Location identification items:
┏━━

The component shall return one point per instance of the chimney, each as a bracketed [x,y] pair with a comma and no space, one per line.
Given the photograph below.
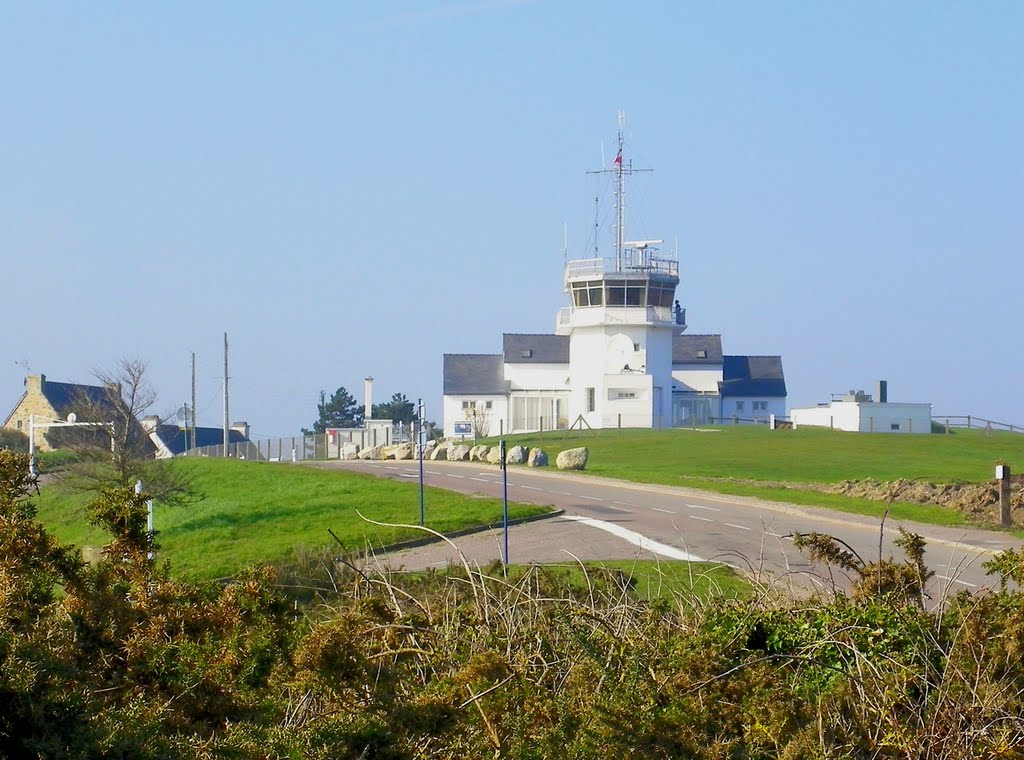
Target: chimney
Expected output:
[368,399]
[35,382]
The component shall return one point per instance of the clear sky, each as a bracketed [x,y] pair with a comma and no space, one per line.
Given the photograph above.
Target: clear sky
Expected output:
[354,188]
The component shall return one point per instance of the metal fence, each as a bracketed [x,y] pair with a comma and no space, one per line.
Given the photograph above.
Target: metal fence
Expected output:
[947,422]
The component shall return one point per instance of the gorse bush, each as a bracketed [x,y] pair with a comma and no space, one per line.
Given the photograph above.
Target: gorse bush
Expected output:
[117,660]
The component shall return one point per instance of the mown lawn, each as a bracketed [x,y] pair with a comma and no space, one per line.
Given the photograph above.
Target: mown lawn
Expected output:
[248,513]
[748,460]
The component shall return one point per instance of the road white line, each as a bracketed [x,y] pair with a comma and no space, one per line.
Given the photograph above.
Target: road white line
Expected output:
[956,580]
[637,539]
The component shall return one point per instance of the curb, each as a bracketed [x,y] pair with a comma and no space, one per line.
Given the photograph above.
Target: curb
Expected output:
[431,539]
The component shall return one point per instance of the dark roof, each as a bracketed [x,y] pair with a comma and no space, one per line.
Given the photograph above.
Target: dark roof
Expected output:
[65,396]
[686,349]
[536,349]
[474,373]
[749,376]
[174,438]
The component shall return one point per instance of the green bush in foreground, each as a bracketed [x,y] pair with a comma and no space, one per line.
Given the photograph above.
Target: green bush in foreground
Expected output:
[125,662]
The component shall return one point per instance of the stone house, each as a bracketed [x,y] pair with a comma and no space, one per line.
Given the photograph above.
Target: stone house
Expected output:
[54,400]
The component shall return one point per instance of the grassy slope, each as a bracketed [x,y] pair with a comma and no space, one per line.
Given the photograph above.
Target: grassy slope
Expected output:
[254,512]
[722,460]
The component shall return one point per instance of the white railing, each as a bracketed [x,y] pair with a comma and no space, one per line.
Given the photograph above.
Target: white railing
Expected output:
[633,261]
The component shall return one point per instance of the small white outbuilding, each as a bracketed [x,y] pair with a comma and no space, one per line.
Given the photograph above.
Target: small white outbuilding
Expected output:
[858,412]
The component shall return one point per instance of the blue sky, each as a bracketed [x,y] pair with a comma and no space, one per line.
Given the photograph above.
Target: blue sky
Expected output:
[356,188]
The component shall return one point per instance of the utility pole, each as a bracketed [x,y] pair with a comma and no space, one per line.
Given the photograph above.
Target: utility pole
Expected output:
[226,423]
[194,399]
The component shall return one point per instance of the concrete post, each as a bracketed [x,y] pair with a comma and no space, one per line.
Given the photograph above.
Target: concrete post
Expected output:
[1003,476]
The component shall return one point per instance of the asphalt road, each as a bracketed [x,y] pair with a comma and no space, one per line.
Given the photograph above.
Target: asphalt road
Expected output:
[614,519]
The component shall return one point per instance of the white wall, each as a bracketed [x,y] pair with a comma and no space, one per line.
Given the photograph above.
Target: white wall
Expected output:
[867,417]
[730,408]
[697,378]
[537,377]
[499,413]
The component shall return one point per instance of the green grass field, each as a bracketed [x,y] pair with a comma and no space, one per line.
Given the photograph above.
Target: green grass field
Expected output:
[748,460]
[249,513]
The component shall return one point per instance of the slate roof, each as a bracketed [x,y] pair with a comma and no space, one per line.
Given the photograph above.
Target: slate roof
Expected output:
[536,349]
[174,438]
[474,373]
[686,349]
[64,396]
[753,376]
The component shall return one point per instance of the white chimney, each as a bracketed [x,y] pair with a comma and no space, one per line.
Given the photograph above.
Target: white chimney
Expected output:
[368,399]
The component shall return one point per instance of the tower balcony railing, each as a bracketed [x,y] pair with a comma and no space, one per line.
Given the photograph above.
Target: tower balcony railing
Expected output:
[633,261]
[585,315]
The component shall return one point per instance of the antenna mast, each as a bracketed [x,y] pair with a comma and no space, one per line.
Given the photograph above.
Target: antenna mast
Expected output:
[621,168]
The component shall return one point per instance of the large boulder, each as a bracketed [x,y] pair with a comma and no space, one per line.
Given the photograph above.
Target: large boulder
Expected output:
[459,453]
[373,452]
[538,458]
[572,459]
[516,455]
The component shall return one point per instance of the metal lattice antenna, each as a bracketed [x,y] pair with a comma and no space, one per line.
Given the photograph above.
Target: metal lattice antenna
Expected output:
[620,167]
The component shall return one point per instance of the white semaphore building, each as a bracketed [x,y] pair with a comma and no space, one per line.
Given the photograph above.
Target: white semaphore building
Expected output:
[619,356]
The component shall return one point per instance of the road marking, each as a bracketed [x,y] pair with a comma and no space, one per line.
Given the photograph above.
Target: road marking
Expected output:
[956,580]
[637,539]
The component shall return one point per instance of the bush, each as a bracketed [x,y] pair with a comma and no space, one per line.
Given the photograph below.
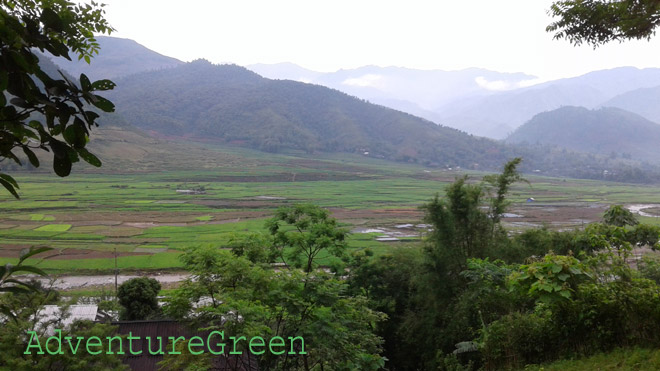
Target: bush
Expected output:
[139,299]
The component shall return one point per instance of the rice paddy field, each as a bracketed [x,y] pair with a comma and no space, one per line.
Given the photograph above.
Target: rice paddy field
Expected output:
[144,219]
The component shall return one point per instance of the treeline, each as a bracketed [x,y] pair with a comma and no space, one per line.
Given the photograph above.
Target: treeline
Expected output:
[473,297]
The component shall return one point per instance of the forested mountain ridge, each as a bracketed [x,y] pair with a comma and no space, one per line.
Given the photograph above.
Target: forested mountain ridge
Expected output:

┗━━

What to do:
Reproduce precisely the span of lines that begins at the line containing "The component shall return one point per instance of the rice" and ends with the last line of the listing.

Response to this exercise:
The component shall return one point per instance of the rice paddy field, each as a bracketed [x,y] pair with a comma and no space, one per line.
Given the photograph above.
Target: rice paddy field
Expected output:
[144,219]
The component shall return one point per instance of the treeline, each as a bracketed [x,y] pair with a comma and no space, one per line.
Given the photograph above.
Target: treeline
Expected output:
[473,297]
The component shall return one point per instance of the forested mountain ridge, each as a bracketed [x,y] pair with a comma and no space, one per line.
Given the photograph above.
Target: forested mountain ridge
Expected output:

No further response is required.